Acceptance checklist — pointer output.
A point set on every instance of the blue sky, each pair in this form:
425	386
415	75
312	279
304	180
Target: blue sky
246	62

...

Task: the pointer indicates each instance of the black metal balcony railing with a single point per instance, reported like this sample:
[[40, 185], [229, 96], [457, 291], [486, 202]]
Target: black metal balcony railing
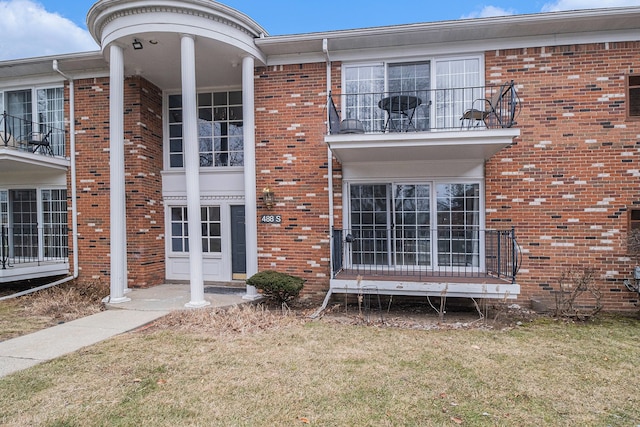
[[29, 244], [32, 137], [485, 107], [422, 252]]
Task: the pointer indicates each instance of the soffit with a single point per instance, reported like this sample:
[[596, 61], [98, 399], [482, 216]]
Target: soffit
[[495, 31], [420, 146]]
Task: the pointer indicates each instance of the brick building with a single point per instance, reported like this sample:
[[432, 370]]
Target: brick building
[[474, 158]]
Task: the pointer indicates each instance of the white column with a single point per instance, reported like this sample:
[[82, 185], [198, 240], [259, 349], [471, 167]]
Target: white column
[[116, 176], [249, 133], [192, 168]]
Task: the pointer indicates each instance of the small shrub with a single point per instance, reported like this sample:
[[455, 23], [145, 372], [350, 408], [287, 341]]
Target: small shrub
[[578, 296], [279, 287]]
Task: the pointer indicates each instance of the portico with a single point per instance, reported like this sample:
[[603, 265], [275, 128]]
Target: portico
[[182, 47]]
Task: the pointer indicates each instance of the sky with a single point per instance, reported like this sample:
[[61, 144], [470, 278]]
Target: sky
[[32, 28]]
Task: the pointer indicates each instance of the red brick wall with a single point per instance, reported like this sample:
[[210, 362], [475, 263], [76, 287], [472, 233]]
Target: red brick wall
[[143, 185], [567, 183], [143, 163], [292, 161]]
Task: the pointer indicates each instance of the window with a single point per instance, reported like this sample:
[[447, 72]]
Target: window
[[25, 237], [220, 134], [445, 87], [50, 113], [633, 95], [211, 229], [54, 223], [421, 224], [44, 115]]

Instructions to follow: What is asked for is an exact copy of the lines above from the one containing "Task: the pointer indicates each instance of the small" through the one containing "[[210, 362], [475, 263], [76, 287], [472, 233]]", and only those.

Solution for this exercise:
Task: the pointer indicates each instance of the small shrub with a single point per instance, reported like this sample:
[[455, 23], [145, 372], [350, 408], [287, 341]]
Target: small shrub
[[578, 296], [279, 287]]
Task: the pointer indicates each instance of the portico with a single point per instance, reported like this sample:
[[603, 265], [275, 128]]
Target: portico
[[182, 47]]
Task: the pointer indicates each instance of the sky with a single point per instance, reported like this sample:
[[61, 144], [470, 278]]
Target: sky
[[32, 28]]
Task: the pointer indicates each instance of the red brick wall with a single point per instance, reported like this sample:
[[210, 362], [475, 263], [76, 287], [472, 233]]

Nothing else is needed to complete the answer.